- _What to do_: Pull every line of the listing below and reproduce each one verbatim, with nothing added or changed.

- _Data to process_:
+ + + + +

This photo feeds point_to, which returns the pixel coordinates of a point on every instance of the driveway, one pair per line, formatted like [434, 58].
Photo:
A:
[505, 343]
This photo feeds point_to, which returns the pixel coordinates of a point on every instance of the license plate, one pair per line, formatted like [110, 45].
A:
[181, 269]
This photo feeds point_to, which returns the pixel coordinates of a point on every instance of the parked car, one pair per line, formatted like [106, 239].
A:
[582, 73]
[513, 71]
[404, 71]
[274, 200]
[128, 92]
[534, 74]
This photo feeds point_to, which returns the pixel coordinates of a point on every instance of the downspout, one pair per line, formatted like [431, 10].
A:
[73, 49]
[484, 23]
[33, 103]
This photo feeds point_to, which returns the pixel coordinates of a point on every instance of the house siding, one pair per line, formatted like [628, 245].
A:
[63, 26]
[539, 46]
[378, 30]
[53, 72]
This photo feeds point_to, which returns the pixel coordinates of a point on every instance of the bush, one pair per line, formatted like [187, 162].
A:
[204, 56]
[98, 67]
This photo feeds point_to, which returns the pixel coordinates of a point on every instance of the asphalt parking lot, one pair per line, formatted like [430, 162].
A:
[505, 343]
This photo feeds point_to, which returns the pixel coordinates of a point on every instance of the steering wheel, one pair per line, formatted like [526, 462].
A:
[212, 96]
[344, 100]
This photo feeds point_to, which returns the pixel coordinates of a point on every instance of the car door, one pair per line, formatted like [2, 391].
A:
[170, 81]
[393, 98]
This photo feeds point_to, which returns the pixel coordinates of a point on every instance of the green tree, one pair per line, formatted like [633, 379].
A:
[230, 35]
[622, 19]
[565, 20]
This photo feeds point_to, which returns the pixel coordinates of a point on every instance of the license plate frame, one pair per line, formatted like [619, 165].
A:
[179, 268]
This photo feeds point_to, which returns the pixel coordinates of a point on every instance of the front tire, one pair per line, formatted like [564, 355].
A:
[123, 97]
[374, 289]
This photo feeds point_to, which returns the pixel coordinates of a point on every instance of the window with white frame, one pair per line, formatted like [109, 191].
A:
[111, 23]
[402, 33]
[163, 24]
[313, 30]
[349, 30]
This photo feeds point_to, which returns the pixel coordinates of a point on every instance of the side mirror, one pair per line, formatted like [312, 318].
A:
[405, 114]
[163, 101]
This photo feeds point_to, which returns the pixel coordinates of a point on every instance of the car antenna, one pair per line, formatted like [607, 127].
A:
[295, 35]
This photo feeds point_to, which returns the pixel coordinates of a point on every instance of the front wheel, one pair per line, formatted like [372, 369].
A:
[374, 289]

+ + + + +

- _Output_:
This photo feeds point_to, which returns the pixel coordinates of a point on every instance of the driveway, one pair per line, formatted like [434, 58].
Photo:
A:
[505, 343]
This photo feeds point_to, which returns the pixel coordinates of a point on every instance of the license plate, one pair per line, formatted like [110, 45].
A:
[181, 269]
This photo feeds point_to, which returns the pixel coordinates of a point on every instance of the parked car, one pair per line, formatted like [106, 239].
A:
[582, 73]
[513, 71]
[404, 71]
[274, 200]
[128, 92]
[534, 74]
This photo feeds point_to, which returns the pixel coordinates of a point on every instance of the downspout, one pair per line, formatted like [431, 10].
A:
[73, 49]
[484, 23]
[33, 103]
This photo feeds point_to, which returns the pixel coordinates of a point on every instance of the house siding, one pair per line, formatted like [628, 245].
A:
[63, 26]
[539, 46]
[378, 30]
[53, 72]
This photo feeds point_to, which returns the pixel coordinates of a point on every instance of the bush, one pair per line, formatted like [187, 162].
A:
[204, 56]
[98, 67]
This photo feeds point_to, which returns the pixel coordinates of a point on every instance of the asphalt parking lot, one pair per line, formatted like [430, 162].
A:
[505, 343]
This photo feeds point_to, which returns the pixel coordinates of a point on every instance of the steering wheel, one pair per line, formatted like [526, 462].
A:
[212, 96]
[344, 100]
This photo feeds point_to, which returns the pixel coordinates of a point on every instance of the car door, one pair per line, formatted like [2, 391].
A:
[170, 81]
[393, 98]
This photo feeds point_to, which returns the pixel coordinates of a point on every instance of the green tree, one pair per line, formatted like [633, 379].
A:
[230, 35]
[622, 19]
[565, 20]
This photo feeds point_to, which returns the pixel coordinates of a point on every instance of the license plate frame, one pair per line, formatted like [619, 165].
A:
[179, 268]
This photo feeds point_to, which returns the pixel coordinates of a point on every instance of the front tire, one pair per line, formatted like [564, 355].
A:
[123, 97]
[374, 289]
This photo feeds point_to, which returns the pixel coordinates of a point on every instance of the window with white frame, one pair per line, formatted like [109, 191].
A:
[111, 23]
[402, 33]
[163, 24]
[313, 30]
[349, 30]
This photo feeds point_to, which returns the pixel coordinates of a point on every instance of the side mirror, one pair per line, formatted like [312, 318].
A:
[405, 114]
[163, 101]
This photo feeds point_to, which returns the pixel coordinates of a point on every instance of the car antenna, one pair per line, formatted like [607, 127].
A:
[295, 35]
This photo feeds point_to, which returns the pixel coordinates of a point on every instance of the front wheel, one pair per line, formatted like [372, 369].
A:
[374, 289]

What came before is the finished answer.